─── DATA ───
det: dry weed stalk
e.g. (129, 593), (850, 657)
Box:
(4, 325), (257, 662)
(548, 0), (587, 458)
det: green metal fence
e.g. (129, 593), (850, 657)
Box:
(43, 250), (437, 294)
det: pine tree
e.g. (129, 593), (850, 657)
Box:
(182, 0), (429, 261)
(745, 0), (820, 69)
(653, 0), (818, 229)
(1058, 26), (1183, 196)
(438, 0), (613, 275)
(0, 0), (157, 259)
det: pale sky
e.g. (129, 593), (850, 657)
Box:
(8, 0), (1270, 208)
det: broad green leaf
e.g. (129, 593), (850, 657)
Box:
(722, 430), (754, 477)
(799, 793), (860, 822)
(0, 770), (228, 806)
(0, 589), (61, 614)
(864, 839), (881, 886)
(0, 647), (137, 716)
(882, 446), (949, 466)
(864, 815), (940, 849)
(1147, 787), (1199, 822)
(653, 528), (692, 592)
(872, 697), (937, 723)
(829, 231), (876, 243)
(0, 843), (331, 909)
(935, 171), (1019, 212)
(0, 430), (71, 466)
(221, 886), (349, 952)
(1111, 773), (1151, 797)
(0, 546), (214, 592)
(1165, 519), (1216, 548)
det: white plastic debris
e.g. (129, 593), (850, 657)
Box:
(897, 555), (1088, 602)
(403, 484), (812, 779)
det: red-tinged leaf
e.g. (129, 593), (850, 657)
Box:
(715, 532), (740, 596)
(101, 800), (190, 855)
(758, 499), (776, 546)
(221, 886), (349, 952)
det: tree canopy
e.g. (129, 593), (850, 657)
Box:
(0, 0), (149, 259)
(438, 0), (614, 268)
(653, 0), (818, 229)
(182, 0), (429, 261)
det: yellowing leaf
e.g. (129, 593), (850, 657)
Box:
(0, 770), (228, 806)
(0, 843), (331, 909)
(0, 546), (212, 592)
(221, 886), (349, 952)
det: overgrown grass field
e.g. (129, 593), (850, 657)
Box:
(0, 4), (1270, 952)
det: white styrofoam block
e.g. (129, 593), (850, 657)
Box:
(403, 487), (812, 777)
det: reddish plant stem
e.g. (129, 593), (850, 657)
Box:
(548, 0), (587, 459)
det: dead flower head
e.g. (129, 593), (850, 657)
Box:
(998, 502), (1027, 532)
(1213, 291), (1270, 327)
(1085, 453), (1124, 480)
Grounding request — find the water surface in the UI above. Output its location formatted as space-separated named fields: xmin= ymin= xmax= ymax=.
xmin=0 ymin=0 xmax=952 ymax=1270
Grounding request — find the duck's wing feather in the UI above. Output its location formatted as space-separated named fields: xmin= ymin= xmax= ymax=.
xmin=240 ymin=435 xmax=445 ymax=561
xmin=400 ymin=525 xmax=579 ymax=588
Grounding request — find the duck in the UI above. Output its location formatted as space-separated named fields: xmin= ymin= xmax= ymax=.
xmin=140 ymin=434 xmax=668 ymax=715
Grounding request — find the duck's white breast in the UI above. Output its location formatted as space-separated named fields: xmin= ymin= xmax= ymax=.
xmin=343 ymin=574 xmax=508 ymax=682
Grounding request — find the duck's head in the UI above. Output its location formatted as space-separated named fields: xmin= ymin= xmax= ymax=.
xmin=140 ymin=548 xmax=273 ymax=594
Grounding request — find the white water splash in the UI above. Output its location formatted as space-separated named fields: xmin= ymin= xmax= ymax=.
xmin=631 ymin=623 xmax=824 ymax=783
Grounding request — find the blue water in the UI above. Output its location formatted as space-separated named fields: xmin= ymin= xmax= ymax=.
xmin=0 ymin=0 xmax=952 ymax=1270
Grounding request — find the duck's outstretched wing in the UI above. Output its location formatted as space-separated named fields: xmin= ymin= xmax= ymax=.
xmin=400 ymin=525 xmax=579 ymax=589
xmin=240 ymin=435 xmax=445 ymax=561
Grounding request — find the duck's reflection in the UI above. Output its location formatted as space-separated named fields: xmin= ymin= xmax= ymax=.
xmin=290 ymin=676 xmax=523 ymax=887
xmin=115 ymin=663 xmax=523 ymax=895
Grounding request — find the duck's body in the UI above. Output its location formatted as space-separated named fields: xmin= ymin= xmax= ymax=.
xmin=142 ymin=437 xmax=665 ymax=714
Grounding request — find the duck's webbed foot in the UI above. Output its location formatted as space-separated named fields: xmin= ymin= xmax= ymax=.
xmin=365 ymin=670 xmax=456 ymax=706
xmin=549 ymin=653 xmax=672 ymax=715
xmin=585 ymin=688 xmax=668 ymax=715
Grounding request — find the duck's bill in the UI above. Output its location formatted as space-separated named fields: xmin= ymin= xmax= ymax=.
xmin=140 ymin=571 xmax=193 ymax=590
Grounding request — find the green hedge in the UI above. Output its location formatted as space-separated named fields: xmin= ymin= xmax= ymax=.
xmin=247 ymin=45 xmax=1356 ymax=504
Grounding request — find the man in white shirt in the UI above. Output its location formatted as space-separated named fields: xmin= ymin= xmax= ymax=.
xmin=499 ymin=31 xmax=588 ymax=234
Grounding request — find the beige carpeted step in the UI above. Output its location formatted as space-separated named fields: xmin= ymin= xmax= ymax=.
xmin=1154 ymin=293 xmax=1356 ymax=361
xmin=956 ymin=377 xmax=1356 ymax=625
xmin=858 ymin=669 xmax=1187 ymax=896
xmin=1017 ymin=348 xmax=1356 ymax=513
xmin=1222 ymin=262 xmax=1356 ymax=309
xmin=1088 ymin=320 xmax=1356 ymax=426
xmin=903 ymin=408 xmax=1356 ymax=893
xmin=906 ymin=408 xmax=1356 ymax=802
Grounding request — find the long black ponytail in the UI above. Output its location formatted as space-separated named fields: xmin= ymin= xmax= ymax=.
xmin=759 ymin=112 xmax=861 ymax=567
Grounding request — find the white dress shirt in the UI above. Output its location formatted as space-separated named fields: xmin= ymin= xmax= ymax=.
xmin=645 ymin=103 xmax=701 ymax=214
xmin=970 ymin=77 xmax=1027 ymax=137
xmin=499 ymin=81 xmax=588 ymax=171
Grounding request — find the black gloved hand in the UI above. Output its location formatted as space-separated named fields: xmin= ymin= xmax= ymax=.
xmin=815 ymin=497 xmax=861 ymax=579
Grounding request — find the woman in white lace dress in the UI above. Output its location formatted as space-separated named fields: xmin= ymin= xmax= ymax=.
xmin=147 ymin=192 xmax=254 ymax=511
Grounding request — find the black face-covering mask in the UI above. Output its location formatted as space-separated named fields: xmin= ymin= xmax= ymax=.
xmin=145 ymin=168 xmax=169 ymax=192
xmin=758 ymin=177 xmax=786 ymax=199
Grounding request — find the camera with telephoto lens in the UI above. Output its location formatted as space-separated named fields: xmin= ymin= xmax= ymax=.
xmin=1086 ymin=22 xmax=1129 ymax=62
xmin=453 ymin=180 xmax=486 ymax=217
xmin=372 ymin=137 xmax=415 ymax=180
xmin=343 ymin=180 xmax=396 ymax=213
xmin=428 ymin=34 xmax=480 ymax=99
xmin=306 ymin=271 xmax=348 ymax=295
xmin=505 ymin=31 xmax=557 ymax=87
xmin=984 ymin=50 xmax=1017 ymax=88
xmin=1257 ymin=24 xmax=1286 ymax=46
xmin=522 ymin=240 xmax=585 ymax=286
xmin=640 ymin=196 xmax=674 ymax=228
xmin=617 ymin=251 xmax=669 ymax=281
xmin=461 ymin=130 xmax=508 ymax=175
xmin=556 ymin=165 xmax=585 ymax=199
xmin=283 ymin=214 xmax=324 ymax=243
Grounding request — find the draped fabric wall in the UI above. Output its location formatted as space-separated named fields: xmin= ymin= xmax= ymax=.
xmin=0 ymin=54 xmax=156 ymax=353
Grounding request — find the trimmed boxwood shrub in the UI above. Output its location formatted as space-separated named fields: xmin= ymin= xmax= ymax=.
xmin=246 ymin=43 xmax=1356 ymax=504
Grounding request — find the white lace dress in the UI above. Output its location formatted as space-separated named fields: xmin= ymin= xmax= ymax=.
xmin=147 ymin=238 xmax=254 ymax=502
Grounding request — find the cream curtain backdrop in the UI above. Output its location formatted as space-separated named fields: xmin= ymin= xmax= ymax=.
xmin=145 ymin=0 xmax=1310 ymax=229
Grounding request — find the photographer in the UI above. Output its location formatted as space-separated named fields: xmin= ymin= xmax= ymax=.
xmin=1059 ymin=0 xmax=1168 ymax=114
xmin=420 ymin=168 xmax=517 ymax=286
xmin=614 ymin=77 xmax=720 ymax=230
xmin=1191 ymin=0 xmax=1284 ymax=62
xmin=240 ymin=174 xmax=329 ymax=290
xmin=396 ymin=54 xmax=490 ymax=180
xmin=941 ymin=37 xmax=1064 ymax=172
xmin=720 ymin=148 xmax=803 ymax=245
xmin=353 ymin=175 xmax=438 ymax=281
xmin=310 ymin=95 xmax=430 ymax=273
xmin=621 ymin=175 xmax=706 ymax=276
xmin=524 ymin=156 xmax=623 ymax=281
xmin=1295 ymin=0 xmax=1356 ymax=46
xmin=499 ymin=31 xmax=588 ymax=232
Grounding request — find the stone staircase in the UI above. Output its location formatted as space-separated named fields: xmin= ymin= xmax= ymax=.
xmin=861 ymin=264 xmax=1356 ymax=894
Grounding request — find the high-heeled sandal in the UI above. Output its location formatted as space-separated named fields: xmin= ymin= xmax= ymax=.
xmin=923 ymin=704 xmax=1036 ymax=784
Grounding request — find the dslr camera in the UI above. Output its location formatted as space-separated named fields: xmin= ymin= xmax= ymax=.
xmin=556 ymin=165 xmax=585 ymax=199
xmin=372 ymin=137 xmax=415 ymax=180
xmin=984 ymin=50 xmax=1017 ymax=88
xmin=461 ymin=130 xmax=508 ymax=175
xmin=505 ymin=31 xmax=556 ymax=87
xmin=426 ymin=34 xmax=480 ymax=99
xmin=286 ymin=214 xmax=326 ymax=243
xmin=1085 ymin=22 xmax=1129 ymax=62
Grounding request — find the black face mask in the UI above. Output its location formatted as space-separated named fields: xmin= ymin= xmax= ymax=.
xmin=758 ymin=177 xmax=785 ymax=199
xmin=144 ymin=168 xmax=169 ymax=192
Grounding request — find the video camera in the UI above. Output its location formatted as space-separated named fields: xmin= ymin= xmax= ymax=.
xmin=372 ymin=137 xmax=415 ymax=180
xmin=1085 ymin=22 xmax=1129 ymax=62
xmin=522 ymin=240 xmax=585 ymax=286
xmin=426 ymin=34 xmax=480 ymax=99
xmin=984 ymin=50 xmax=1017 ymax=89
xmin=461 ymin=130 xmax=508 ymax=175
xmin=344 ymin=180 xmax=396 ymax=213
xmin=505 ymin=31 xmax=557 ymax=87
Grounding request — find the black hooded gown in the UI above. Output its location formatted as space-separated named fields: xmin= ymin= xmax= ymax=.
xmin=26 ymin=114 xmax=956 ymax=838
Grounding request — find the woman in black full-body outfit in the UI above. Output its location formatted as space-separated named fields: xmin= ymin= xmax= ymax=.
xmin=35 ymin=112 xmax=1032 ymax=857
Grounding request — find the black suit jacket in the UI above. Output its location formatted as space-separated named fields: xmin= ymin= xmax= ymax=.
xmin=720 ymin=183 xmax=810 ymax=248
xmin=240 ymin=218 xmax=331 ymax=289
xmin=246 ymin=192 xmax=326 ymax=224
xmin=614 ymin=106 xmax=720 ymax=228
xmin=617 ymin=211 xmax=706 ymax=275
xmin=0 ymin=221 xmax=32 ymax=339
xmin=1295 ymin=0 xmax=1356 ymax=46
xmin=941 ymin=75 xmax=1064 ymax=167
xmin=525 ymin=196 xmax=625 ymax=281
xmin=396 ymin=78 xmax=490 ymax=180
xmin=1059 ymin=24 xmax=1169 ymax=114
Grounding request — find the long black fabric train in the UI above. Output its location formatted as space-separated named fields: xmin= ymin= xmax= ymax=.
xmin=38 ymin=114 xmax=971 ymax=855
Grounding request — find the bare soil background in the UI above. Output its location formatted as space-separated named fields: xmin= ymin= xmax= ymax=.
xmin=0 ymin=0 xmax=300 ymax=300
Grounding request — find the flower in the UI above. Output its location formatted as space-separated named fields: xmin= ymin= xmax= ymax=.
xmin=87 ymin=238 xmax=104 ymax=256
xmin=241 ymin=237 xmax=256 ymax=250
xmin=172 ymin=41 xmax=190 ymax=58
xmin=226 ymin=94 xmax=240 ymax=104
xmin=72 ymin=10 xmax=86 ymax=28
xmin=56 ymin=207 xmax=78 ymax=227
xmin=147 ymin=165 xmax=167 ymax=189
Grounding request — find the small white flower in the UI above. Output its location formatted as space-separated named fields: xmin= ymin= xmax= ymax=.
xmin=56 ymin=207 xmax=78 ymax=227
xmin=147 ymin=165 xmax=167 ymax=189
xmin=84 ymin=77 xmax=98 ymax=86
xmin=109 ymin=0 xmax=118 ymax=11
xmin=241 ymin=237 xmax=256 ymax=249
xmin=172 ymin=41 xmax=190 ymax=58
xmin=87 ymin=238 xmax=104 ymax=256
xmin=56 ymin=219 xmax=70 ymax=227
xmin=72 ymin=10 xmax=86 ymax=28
───
TASK DESCRIPTION:
Reproduce the lines from the one containing "Grounding request — find the blue" through the one containing "xmin=140 ymin=571 xmax=193 ymax=590", inclusive, substituting "bird's" for every occurrence of "duck's" and leaving everything else unchanged.

SOLUTION TO THE EXERCISE:
Grounding request — find the blue water in the UI above. Output its location formatted as space-separated named fields: xmin= ymin= xmax= ymax=.
xmin=0 ymin=0 xmax=952 ymax=1270
Grounding request — find the bird's outstretched wing in the UI above. Output its location formatted as space-separated named fields: xmin= ymin= xmax= ymax=.
xmin=400 ymin=525 xmax=579 ymax=589
xmin=240 ymin=435 xmax=445 ymax=561
Grounding request — find the bird's reflection in the UI above. Output its location formatted as space-separated named fields: xmin= ymin= xmax= ymax=.
xmin=290 ymin=676 xmax=523 ymax=887
xmin=115 ymin=663 xmax=523 ymax=895
Grounding request — find the bird's body in the UI above. Output its location formatted as space-separated named fields: xmin= ymin= xmax= ymax=.
xmin=142 ymin=437 xmax=665 ymax=714
Grounding request — find the bird's webbed foot in the UI above. Output its location formatted as space-separated named fields: xmin= ymin= xmax= ymax=.
xmin=365 ymin=670 xmax=456 ymax=706
xmin=549 ymin=653 xmax=672 ymax=715
xmin=585 ymin=688 xmax=668 ymax=715
Grounding request — find the bird's bill in the UI above. Output its location formatted as space-separated named fields: xmin= ymin= xmax= ymax=.
xmin=140 ymin=571 xmax=193 ymax=590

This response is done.